Texte fourni:
--------

Le Professeur Jeammet a dirigé pendant 20 ans le service de psychiatrie de l’adolescent et du jeune adulte à l’Institut Montsouris.  Son approche est profondément en accord avec la vision de Marshall Rosenberg sur la maladie psychique.

Avant l’interview j’avais visionné plusieurs de ses video sur youtube, et je vous recommande notamment celle intitulée « Faire face à quoi ? ».

Sa compréhension des maladies  psychiatriques, fruit de sa longue expérience clique, est  qu’il s’agit de mécanismes adaptatifs à une incapacité à faire face aux émotions. Cette incapacité constitue une énorme contrainte pour l’individu, le privant de liberté de choix. Dès lors il s’agit d’aider l’individu à retrouver de la liberté d’agir. Philippe Jeammet parle d’injustice, et a consacré sa vie à aider ces jeunes à  mener une vie conforme à leurs aspirations.

La clef est de pouvoir passer de la destructivité à la créativité. Pour lui, la destructivité est « la créativité du pauvre », une manière de retrouver du pouvoir d’agir, comme le suicide aussi.

J’ai été saisie en découvrant son travail de découvrir son approche profondément humaine, empathique,  au delà de toute étiquette enfermant les individus et c’est en cela qu’il rejoint la vision de Marshall Rosenberg.

L’approche de la Communication NonViolente

Marshall Rosenberg, né en 1934 aux Etats Unis et décédé le 7 février 2015, est le fondateur du Centre pour la Communication NonViolente (CNVC). Docteur en psychologie clinique, il a travaillé dans des services de psychiatrie. Il  réussissait à  en entrer en relation avec des patients schizophrènes réputés inatteignables,  grâce à une profondeur d’empathie couplée à une aussi profonde authenticité. Pour lui comme pour Carl Rogers avec qui il a collaboré, l’authenticité du thérapeute contribue largement à la guérison.

Il était convaincu que le fait d’étiqueter les patients, de les catégoriser  en  maladies mentales reflétait l’incapacité des professionnels à établir le contact.

Son approche réclame  patience et persévérance. Il pouvait s’écouler 5 séances avant que le patient , terrorisé, ne prononce un mot tant il faut du temps pour que la confiance s’installe. J’ai compris profondément le pouvoir de l’empathie le jour où j’ai vu Marshall travailler avec un patient atteint d’addiction à l’alcool. Il lui démontrait avec une empathie que je n’avais jamais vue que c’était pour le moment la meilleur chose qu’il pouvait faire pour  se préserver de l’angoisse intolérable.  Effectivement « à chaque instant  nous faisons de notre mieux pour satisfaire nos besoins » . On retrouve là la théorie des mécanises adaptatifs du Pr Jeammet.

--------

Données fournies:
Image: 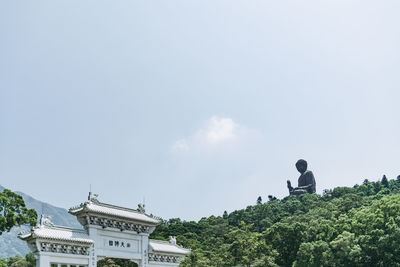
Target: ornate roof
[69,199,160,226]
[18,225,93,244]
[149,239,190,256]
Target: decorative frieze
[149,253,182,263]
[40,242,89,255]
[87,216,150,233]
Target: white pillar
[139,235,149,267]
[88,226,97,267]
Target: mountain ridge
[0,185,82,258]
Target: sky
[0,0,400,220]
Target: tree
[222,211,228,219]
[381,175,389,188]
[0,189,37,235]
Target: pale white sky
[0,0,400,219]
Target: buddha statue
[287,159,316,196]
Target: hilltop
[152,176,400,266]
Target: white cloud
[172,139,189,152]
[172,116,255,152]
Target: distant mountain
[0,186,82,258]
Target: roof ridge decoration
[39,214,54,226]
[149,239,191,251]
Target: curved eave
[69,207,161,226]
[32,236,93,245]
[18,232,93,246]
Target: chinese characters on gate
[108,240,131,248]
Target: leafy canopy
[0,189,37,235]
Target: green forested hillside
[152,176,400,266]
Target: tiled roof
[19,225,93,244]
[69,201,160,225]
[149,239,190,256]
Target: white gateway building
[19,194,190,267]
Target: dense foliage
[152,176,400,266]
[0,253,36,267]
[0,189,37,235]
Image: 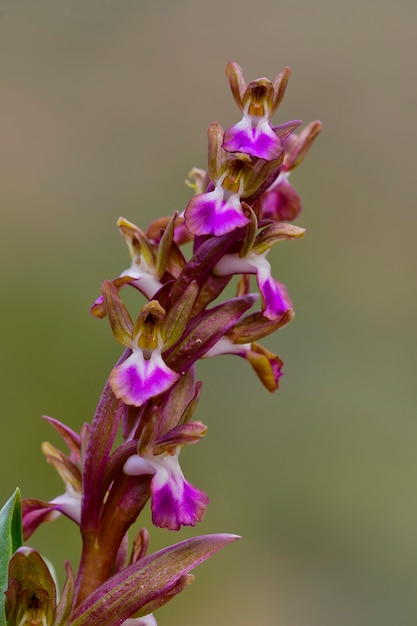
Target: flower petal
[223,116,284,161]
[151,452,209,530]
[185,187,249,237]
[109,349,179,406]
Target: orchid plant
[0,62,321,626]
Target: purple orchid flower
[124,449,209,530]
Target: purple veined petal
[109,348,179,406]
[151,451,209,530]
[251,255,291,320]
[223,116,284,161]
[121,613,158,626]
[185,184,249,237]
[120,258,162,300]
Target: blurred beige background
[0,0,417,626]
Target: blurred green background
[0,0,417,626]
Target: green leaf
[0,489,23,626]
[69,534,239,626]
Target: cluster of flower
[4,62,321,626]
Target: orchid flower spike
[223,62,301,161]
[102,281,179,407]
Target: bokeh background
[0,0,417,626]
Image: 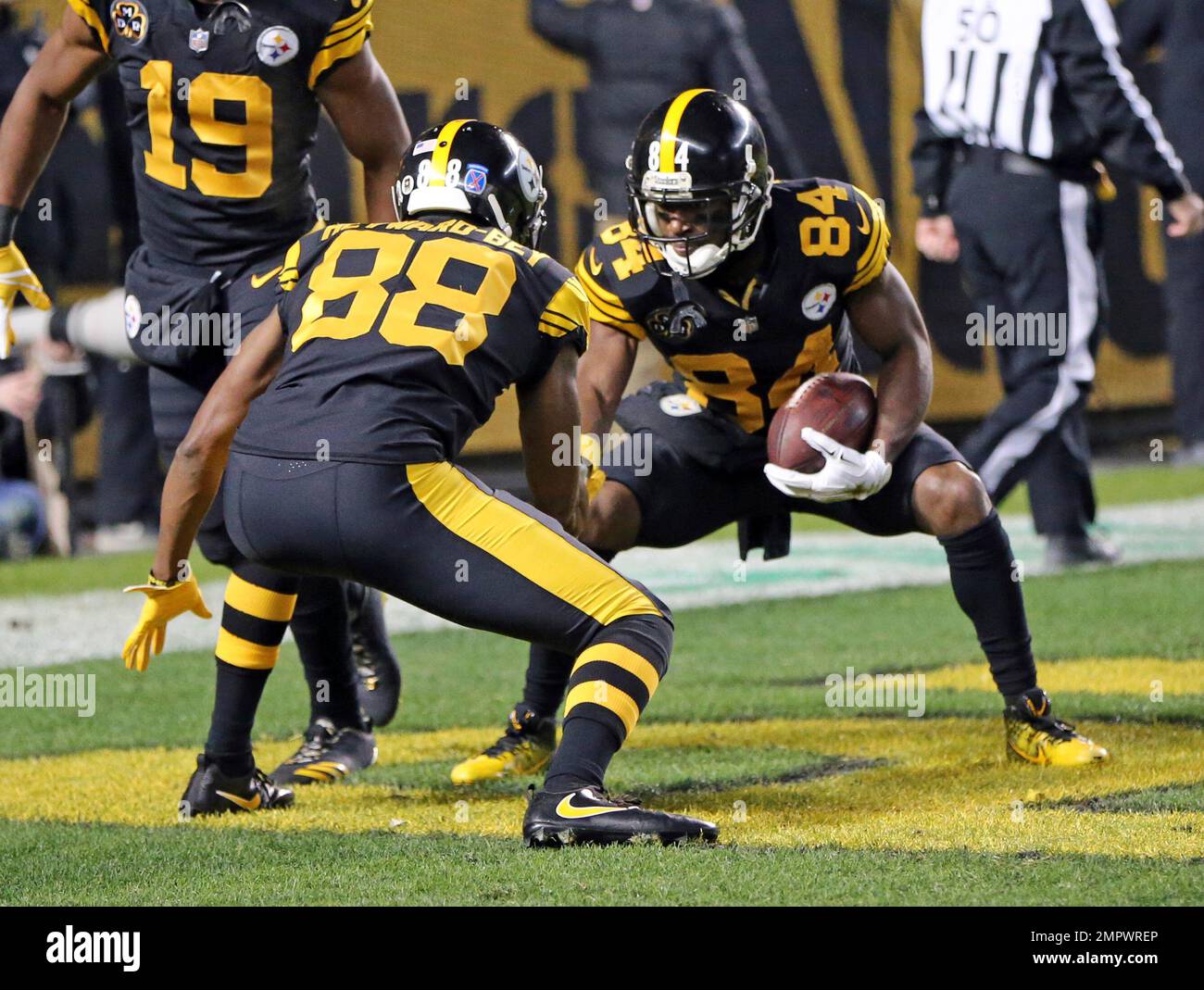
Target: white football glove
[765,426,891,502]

--------

Série d'exercices:
**A.** D'après le texte sur Philippe Jeammet et Marshall Rosenberg, à quelle date Marshall Rosenberg est-il décédé ?
**B.** Reprenez le texte sur Philippe Jeammet et Marshall Rosenberg là où il s'arrête.

Corrigé:
**A.** Le 7 février 2015.

**B.**
Nos principales émotions

En dehors des maladies mentales caractérisées comme telles, le Pr Jeammet résume les émotions aux 2 polarités : peur et confiance.

Effectivement là aussi nous sommes proches, car sous la colère que nous abordons largement avec la CNV se cache la peur. Et la dépression est le résultat d’une colère non exprimée (quand je ne m’exprime pas, ça s’imprime et je déprime – Thomas d’Ansembourg)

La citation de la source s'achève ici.